● 任务要求:
将下方全部材料逐行整理为 JSON 字符串列表，每行对应一个字符串，空行不计入。

━━━━━━━━━━━━━━━━━━━━

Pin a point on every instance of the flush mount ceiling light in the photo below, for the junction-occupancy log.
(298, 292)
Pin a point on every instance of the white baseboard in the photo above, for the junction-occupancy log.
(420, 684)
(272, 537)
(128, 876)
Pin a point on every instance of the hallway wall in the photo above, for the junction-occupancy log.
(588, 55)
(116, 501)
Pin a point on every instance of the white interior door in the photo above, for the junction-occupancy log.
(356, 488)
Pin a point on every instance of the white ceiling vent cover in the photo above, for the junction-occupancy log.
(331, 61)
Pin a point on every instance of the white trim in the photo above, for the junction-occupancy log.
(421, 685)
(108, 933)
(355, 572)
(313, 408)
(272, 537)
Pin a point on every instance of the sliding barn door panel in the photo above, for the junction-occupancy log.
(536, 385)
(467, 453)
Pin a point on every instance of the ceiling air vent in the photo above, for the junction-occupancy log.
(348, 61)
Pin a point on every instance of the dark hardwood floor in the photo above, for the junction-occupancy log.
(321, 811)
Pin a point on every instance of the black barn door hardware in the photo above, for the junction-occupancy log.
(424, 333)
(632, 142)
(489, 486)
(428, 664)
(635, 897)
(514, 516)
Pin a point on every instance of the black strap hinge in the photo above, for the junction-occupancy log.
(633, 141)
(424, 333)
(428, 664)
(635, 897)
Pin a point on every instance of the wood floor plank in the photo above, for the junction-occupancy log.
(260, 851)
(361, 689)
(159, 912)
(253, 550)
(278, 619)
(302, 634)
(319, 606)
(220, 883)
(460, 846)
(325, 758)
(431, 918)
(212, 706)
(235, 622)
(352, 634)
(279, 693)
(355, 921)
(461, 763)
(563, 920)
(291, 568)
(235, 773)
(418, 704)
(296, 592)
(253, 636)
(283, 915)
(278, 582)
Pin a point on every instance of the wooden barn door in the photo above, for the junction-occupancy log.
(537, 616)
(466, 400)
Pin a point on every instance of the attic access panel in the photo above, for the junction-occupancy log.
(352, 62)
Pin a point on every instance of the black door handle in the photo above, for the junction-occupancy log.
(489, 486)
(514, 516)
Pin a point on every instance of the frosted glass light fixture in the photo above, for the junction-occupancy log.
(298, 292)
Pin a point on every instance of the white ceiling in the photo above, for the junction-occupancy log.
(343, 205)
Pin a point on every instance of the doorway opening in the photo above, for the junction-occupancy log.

━━━━━━━━━━━━━━━━━━━━

● 任务解答:
[
  "Pin a point on every instance of the flush mount ceiling light in the photo below, for the junction-occupancy log.",
  "(298, 292)",
  "Pin a point on every instance of the white baseboard in the photo above, for the junction-occupancy log.",
  "(420, 684)",
  "(272, 537)",
  "(128, 876)",
  "Pin a point on every instance of the hallway wall in the photo above, for the junction-occupancy log.",
  "(588, 55)",
  "(116, 501)",
  "Pin a point on every instance of the white interior door in the photo above, for the junction-occupancy log.",
  "(356, 488)",
  "Pin a point on every instance of the white ceiling vent cover in the photo above, for the junction-occupancy log.",
  "(331, 61)",
  "Pin a point on every instance of the white trim in the photo above, for the junction-occupancy log.",
  "(421, 685)",
  "(108, 933)",
  "(355, 572)",
  "(313, 408)",
  "(272, 537)",
  "Pin a point on every instance of the sliding barn door panel in the photo above, for the junction-occupancy log.",
  "(536, 385)",
  "(467, 453)",
  "Pin a point on every instance of the ceiling air vent in the photo above, for the junction-occupancy log.",
  "(348, 61)",
  "Pin a point on every instance of the dark hardwood floor in the photo above, for the junction-occupancy log.",
  "(321, 811)",
  "Pin a point on every instance of the black barn door hardware in the photo above, for the junction-occupancy log.",
  "(424, 333)",
  "(632, 142)",
  "(489, 486)",
  "(428, 664)",
  "(635, 897)",
  "(514, 516)",
  "Pin a point on every instance of the black strap hinge in the photo above, for the junction-occupancy log.",
  "(633, 141)",
  "(424, 333)",
  "(428, 664)",
  "(635, 897)",
  "Pin a point on every instance of the wood floor plank in the photo above, for the junction-occupancy log.",
  "(260, 851)",
  "(361, 689)",
  "(159, 912)",
  "(253, 550)",
  "(278, 619)",
  "(302, 634)",
  "(319, 606)",
  "(220, 883)",
  "(460, 846)",
  "(325, 758)",
  "(431, 918)",
  "(212, 706)",
  "(235, 622)",
  "(352, 634)",
  "(279, 693)",
  "(355, 921)",
  "(461, 763)",
  "(563, 920)",
  "(291, 568)",
  "(235, 773)",
  "(418, 704)",
  "(296, 592)",
  "(253, 636)",
  "(283, 915)",
  "(278, 582)",
  "Pin a point on every instance of the wooden barn door in the photo above, for the junction-occupancy log.",
  "(537, 616)",
  "(466, 400)",
  "Pin a point on every instance of the attic access panel in the photo above, for the junction-occupancy log.",
  "(352, 62)",
  "Pin a point on every instance of the black door handle in the photo above, for the junction-occupancy log.",
  "(489, 486)",
  "(514, 516)",
  "Pin a point on every instance of the frosted glass light fixture in the photo above, for the junction-occupancy log.",
  "(298, 292)",
  "Pin a point on every instance of the white ceiling in the photo above, for the junction-occupancy log.",
  "(343, 205)",
  "Pin a point on every instance of the doorway opening in the photo above, for the junction-occupancy log."
]